#### Working data
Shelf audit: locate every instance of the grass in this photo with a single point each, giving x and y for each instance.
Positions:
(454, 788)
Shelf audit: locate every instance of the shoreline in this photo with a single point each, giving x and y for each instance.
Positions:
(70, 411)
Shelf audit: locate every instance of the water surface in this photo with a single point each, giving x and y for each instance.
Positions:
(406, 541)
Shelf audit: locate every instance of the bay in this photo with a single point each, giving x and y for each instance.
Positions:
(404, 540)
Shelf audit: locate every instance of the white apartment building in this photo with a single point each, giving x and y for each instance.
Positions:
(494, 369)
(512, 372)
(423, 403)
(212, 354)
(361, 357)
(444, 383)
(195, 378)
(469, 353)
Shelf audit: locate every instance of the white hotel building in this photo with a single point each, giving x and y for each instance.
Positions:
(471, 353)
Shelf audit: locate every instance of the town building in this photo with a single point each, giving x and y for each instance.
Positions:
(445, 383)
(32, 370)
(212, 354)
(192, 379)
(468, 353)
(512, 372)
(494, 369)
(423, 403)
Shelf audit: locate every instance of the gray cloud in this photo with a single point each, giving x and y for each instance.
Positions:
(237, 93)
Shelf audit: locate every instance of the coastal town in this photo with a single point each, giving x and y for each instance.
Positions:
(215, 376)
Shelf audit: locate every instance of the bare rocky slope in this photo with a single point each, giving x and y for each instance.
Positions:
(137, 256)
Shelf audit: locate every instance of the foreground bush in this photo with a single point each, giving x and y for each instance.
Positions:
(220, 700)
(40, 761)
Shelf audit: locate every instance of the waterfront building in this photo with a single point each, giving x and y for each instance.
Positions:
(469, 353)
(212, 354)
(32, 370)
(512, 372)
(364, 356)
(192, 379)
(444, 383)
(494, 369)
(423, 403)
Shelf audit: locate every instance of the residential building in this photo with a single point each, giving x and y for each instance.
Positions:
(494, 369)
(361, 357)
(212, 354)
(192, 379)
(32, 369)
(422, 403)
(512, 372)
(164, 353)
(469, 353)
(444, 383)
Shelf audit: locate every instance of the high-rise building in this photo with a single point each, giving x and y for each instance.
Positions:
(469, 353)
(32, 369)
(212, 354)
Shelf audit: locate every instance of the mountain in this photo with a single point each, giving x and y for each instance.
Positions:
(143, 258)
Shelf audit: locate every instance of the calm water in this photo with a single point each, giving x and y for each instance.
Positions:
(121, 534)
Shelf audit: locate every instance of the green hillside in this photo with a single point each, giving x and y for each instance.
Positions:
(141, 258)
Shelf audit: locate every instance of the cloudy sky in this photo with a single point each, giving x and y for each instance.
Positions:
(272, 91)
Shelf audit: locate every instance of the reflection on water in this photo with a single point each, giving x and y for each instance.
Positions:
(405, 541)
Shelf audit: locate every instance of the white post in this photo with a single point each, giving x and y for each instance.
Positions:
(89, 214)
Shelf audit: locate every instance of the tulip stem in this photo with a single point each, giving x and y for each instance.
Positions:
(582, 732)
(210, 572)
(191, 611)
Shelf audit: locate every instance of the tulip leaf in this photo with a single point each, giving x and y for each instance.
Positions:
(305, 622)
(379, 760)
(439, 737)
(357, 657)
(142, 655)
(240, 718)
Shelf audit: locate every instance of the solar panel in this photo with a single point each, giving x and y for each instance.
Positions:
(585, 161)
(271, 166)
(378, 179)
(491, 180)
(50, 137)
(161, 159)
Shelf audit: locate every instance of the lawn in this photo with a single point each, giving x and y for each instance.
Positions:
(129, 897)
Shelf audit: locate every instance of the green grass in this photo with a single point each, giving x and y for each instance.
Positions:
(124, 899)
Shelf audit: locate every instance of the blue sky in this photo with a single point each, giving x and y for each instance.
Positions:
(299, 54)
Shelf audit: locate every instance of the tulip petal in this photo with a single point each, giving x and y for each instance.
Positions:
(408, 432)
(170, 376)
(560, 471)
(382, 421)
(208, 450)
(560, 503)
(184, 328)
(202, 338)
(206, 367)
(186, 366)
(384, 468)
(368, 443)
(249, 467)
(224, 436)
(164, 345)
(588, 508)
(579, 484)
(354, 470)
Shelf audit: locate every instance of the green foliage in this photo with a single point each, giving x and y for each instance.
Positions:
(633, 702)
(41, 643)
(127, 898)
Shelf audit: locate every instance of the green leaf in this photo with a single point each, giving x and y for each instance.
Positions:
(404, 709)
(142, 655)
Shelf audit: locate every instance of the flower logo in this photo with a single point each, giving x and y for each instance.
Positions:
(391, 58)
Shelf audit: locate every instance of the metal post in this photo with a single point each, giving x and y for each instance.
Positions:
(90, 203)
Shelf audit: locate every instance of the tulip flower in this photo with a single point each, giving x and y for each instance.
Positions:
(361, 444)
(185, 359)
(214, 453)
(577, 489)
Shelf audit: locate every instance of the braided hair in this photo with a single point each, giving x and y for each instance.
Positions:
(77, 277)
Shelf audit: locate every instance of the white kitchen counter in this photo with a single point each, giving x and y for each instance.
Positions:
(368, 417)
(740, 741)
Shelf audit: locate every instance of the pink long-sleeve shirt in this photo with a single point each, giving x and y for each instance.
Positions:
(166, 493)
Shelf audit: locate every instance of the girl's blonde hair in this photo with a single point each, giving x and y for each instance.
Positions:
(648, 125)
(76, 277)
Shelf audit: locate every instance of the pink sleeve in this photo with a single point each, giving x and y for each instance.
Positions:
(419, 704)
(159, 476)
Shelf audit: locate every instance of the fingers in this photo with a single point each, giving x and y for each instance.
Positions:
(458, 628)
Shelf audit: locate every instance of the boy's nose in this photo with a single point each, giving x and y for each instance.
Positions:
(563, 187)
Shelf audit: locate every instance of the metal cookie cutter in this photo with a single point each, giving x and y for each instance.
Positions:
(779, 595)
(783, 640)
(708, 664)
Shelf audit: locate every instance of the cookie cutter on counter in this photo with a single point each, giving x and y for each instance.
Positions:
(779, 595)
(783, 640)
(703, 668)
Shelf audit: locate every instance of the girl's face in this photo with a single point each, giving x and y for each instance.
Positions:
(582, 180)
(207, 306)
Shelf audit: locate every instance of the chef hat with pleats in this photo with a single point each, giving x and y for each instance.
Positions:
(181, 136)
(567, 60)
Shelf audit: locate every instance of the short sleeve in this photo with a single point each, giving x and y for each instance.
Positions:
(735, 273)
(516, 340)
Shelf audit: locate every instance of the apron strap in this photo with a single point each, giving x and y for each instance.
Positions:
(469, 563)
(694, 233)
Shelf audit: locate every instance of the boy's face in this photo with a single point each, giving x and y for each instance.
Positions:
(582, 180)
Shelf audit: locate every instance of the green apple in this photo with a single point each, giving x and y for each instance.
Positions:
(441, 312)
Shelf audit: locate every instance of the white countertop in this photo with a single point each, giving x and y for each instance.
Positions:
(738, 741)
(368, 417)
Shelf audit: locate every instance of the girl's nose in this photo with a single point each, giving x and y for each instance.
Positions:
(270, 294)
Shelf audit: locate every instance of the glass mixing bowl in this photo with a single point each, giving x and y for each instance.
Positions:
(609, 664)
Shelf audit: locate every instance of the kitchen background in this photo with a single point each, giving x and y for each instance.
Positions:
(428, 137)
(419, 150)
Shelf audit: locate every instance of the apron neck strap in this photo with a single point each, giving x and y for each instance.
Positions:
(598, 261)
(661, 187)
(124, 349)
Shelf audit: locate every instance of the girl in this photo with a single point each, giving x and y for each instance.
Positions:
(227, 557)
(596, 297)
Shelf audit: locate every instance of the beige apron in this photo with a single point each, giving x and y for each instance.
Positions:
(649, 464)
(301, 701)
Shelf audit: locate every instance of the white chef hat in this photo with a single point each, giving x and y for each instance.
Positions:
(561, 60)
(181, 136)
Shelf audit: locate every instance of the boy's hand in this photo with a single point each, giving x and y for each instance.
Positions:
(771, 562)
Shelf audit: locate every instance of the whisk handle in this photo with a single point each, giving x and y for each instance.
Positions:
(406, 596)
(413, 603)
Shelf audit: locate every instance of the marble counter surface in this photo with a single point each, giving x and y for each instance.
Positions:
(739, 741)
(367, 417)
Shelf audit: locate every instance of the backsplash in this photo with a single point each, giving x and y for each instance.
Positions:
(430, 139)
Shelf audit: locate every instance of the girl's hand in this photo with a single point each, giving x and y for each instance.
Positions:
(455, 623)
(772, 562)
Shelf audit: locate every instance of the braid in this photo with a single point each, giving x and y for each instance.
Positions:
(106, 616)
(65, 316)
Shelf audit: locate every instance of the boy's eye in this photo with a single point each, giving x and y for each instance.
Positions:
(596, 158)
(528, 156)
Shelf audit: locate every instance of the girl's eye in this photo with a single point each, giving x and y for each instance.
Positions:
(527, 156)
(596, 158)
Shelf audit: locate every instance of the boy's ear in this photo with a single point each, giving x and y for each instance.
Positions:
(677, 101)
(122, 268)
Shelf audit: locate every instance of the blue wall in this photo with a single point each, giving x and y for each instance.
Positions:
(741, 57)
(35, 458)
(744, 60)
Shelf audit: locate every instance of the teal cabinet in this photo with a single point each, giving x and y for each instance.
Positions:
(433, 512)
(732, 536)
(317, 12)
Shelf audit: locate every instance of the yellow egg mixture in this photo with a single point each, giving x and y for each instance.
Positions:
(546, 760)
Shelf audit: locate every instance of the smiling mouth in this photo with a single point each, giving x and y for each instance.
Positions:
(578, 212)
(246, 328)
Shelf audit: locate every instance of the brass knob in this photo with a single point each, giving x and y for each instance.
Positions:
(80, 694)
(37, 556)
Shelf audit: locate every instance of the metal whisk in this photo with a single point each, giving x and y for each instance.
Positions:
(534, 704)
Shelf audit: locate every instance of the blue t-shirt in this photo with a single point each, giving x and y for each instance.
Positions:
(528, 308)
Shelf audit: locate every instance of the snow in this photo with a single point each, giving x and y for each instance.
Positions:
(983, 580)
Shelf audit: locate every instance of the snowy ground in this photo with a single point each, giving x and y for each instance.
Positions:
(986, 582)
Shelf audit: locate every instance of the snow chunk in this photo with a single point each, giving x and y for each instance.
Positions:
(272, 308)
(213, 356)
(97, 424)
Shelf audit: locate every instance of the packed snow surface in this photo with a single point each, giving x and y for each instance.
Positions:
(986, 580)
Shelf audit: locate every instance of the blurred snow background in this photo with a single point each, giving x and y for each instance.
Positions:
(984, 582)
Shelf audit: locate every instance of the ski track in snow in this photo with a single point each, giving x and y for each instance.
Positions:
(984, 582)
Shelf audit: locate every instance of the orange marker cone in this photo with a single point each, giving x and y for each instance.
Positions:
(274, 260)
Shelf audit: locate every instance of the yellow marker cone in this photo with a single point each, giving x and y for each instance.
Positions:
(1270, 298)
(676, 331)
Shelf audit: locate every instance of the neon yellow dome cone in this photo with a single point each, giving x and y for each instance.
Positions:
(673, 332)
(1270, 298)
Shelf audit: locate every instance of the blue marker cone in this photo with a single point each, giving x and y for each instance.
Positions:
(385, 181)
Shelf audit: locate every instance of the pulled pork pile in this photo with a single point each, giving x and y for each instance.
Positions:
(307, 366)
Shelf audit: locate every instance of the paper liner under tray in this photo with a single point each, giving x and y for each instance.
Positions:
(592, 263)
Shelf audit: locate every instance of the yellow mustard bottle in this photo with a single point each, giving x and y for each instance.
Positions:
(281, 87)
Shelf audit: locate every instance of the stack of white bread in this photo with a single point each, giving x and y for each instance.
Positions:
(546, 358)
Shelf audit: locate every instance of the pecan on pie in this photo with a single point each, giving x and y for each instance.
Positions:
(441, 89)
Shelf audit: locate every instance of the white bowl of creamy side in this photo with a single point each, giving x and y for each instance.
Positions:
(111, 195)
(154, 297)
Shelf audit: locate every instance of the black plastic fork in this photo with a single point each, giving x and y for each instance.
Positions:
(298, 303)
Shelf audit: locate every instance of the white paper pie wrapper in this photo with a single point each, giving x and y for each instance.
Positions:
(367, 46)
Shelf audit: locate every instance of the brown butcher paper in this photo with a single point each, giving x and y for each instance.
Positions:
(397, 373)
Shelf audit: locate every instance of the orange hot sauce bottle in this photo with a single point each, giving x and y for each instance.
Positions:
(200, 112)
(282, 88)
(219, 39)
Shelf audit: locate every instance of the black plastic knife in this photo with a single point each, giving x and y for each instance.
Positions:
########
• _Task requirements_
Please retype, exactly as written, every line from the line containing "Shelf audit: locate every instance of the brown" through the last line of the records above, including both of those lines, and nothing else.

• _Solution for this task_
Shelf audit: locate every instance of the brown butcher paper in this photo with a single point each, giving x and y for each instance.
Positions:
(397, 373)
Shelf audit: locate every instance of the orange hot sauce bottle in this photo with a single point each, giving x and y for each instance.
Positions:
(200, 112)
(282, 88)
(219, 39)
Shelf audit: locate every instance of the black plastic knife in this photo with a single point each, giving x and y for each instance.
Positions:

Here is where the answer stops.